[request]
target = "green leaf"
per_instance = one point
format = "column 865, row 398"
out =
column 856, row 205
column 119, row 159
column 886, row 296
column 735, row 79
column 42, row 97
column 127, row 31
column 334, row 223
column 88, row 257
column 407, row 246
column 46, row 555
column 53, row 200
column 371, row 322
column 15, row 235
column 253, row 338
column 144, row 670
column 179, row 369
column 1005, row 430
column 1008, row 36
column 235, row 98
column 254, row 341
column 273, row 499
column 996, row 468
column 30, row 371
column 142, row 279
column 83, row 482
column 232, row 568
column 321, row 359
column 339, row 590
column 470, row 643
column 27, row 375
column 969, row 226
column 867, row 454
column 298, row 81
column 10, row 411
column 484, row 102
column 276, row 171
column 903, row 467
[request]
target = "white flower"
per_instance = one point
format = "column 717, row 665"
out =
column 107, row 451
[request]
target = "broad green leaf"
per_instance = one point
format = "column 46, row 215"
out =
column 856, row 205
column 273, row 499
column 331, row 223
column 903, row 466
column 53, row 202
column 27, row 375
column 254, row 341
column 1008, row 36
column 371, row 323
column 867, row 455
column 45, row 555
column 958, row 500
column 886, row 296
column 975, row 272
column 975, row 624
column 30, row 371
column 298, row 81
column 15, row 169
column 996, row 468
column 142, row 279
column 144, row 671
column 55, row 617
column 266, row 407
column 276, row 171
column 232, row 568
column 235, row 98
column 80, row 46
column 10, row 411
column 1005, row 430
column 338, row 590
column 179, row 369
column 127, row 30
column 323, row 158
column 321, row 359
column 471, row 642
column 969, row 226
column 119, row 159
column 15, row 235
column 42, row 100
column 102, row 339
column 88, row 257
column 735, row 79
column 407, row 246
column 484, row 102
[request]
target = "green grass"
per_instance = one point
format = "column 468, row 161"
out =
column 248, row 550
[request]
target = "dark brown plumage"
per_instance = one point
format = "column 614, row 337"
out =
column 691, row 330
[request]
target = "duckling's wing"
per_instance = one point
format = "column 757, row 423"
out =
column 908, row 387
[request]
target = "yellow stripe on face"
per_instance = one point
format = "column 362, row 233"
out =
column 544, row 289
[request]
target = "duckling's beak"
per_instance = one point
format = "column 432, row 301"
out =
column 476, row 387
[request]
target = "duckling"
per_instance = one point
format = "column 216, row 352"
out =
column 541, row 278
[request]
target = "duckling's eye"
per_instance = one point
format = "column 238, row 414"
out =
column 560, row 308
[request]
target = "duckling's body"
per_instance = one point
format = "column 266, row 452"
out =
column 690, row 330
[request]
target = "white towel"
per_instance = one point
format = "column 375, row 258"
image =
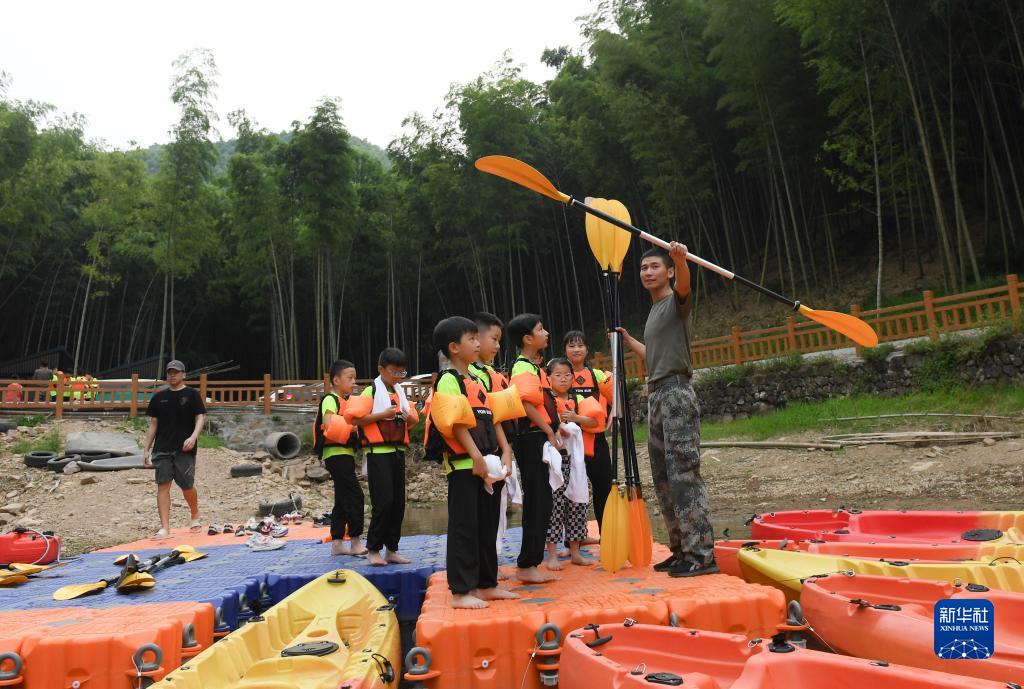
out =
column 553, row 459
column 577, row 490
column 382, row 398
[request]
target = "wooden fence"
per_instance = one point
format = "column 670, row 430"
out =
column 929, row 317
column 133, row 395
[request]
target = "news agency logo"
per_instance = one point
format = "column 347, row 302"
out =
column 965, row 629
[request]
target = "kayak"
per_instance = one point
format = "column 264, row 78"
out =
column 616, row 656
column 893, row 618
column 786, row 569
column 726, row 552
column 29, row 547
column 336, row 631
column 891, row 525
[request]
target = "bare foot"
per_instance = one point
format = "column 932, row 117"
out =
column 468, row 602
column 496, row 594
column 534, row 575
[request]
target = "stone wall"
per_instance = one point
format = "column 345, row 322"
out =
column 763, row 389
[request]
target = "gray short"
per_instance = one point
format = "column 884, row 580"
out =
column 179, row 467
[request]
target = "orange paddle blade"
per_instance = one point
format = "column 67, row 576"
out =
column 522, row 174
column 853, row 328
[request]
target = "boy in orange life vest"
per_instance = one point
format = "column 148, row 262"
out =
column 472, row 527
column 385, row 436
column 527, row 333
column 336, row 441
column 568, row 518
column 588, row 382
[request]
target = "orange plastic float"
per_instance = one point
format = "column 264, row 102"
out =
column 727, row 559
column 113, row 648
column 893, row 618
column 513, row 643
column 643, row 655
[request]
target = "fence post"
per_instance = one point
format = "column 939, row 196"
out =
column 737, row 351
column 58, row 410
column 855, row 312
column 933, row 331
column 133, row 402
column 791, row 334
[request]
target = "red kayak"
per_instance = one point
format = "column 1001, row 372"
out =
column 890, row 525
column 725, row 551
column 616, row 656
column 29, row 547
column 892, row 618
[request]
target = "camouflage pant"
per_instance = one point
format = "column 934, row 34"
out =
column 675, row 464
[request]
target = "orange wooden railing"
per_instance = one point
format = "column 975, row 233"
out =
column 929, row 317
column 133, row 395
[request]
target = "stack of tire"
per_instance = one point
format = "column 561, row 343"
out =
column 56, row 462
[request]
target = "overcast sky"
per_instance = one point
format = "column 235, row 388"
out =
column 111, row 59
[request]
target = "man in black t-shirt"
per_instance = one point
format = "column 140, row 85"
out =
column 176, row 416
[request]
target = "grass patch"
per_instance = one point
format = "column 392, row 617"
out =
column 51, row 442
column 801, row 417
column 208, row 440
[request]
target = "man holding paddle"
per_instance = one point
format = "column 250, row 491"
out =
column 674, row 417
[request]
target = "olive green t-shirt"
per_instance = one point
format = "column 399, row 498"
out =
column 667, row 337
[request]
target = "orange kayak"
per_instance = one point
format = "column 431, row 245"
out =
column 615, row 656
column 893, row 618
column 725, row 551
column 890, row 525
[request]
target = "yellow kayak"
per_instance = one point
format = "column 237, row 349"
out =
column 786, row 569
column 337, row 630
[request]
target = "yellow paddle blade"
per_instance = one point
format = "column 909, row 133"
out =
column 522, row 174
column 13, row 579
column 853, row 328
column 640, row 539
column 615, row 531
column 136, row 582
column 78, row 590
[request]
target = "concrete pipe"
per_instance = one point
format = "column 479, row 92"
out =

## [Exercise]
Leave the pictures out and reproduce all of the records exactly.

## [The response]
[request]
target = "green leaf"
per_instance = one point
format = "column 865, row 398"
out =
column 856, row 205
column 119, row 159
column 886, row 296
column 735, row 79
column 42, row 97
column 127, row 31
column 334, row 223
column 88, row 257
column 407, row 246
column 46, row 555
column 53, row 200
column 371, row 322
column 15, row 235
column 253, row 338
column 144, row 670
column 179, row 369
column 1005, row 430
column 1008, row 36
column 235, row 98
column 254, row 341
column 273, row 499
column 996, row 468
column 30, row 371
column 142, row 279
column 83, row 482
column 232, row 568
column 321, row 359
column 339, row 590
column 470, row 643
column 27, row 375
column 969, row 226
column 867, row 454
column 298, row 81
column 10, row 411
column 484, row 102
column 276, row 171
column 903, row 467
[request]
target = "white flower"
per_instance = one point
format = "column 717, row 665"
out =
column 107, row 451
[request]
target = "broad green leaf"
per_instance = one point
format = "column 46, row 215"
out =
column 856, row 205
column 273, row 499
column 331, row 223
column 903, row 466
column 53, row 202
column 27, row 375
column 254, row 341
column 1008, row 36
column 371, row 323
column 867, row 455
column 45, row 555
column 958, row 500
column 886, row 296
column 975, row 272
column 975, row 624
column 30, row 371
column 298, row 81
column 15, row 169
column 996, row 468
column 142, row 279
column 144, row 671
column 55, row 617
column 266, row 407
column 276, row 171
column 232, row 568
column 235, row 98
column 80, row 46
column 10, row 411
column 1005, row 430
column 338, row 590
column 179, row 369
column 127, row 30
column 323, row 158
column 321, row 359
column 471, row 642
column 969, row 226
column 119, row 159
column 15, row 235
column 42, row 100
column 102, row 339
column 88, row 257
column 735, row 79
column 407, row 246
column 484, row 102
[request]
target = "green grass"
per_instance = one point
format = "column 468, row 161"
out =
column 248, row 550
[request]
target = "dark brown plumage"
per_instance = one point
format = "column 614, row 337"
out =
column 691, row 330
[request]
target = "duckling's wing"
per_instance = one point
format = "column 757, row 423"
out =
column 908, row 387
[request]
target = "yellow stripe on face"
per_instance = one point
format = "column 362, row 233"
out =
column 544, row 289
[request]
target = "duckling's beak"
per_instance = one point
format = "column 432, row 301"
out =
column 476, row 387
[request]
target = "duckling"
per_instance = one point
format = "column 216, row 352"
out =
column 541, row 278
[request]
target = "duckling's eye"
per_instance = one point
format = "column 238, row 414"
out =
column 560, row 308
[request]
target = "duckling's body"
per_instance = one point
format = "column 266, row 452"
out =
column 690, row 330
[request]
target = "white towel"
per_instance = one point
format = "column 375, row 258"
image =
out =
column 553, row 459
column 577, row 490
column 382, row 398
[request]
target = "wooden fence"
per_instance = one point
format = "column 670, row 430"
out =
column 929, row 317
column 133, row 395
[request]
target = "news agency logo"
per_instance = one point
format = "column 347, row 302"
out =
column 965, row 629
[request]
target = "kayak"
per_instance = one point
format = "column 264, row 78"
out =
column 616, row 656
column 893, row 618
column 786, row 569
column 726, row 552
column 29, row 547
column 336, row 631
column 891, row 525
[request]
target = "bare foot"
per_instance = one point
format = "column 932, row 117"
out =
column 468, row 602
column 496, row 594
column 534, row 575
[request]
target = "stone wall"
per_instance = one point
format = "column 345, row 322"
out =
column 763, row 389
[request]
target = "gray short"
per_instance = one point
format = "column 884, row 580"
out =
column 179, row 467
[request]
target = "orange paddle blade"
per_instance = one point
format = "column 67, row 576"
out =
column 522, row 174
column 853, row 328
[request]
target = "boy in orange life vest"
per_instance = one point
format = "column 148, row 262"
out =
column 472, row 527
column 385, row 436
column 527, row 333
column 336, row 441
column 568, row 518
column 588, row 382
[request]
target = "orange plastic float"
per_instance = one point
format = "column 264, row 102"
out =
column 727, row 559
column 113, row 648
column 893, row 618
column 513, row 643
column 643, row 655
[request]
target = "fence post"
per_instance = one point
format = "column 939, row 196"
out =
column 737, row 351
column 58, row 410
column 855, row 312
column 933, row 331
column 133, row 402
column 791, row 334
[request]
target = "red kayak"
per_instance = one point
format = "column 1001, row 372"
out =
column 890, row 525
column 725, row 551
column 616, row 656
column 29, row 547
column 892, row 618
[request]
target = "camouflage pant"
per_instance = one point
format = "column 934, row 34"
out =
column 675, row 464
[request]
target = "orange wooden railing"
per_instance = one point
format = "column 975, row 233"
out =
column 929, row 317
column 133, row 395
[request]
target = "stack of tire"
per_instance = one point
format = "column 561, row 343"
out =
column 56, row 462
[request]
target = "overcast sky"
per_instance = one point
format = "column 235, row 388"
out =
column 111, row 59
[request]
target = "man in black t-shirt"
per_instance = one point
format = "column 140, row 85"
out =
column 176, row 416
[request]
target = "grass patch"
per_instance = one point
format = "column 392, row 617"
out =
column 51, row 442
column 801, row 417
column 208, row 440
[request]
target = "man holding paddle"
per_instance = one point
format = "column 250, row 491"
out =
column 674, row 417
[request]
target = "olive green t-shirt"
per_instance = one point
format = "column 399, row 498"
out =
column 667, row 337
[request]
target = "orange kayak"
per_instance = one point
format = "column 431, row 245"
out =
column 615, row 656
column 893, row 618
column 725, row 551
column 890, row 525
[request]
target = "yellow kayak"
per_instance = one point
format = "column 237, row 349"
out =
column 786, row 569
column 337, row 630
[request]
target = "yellow paddle blade"
per_instance = one point
format = "column 909, row 133"
out =
column 522, row 174
column 13, row 579
column 853, row 328
column 640, row 539
column 615, row 531
column 136, row 582
column 78, row 590
[request]
target = "concrete pipe"
per_instance = one point
format = "column 479, row 92"
out =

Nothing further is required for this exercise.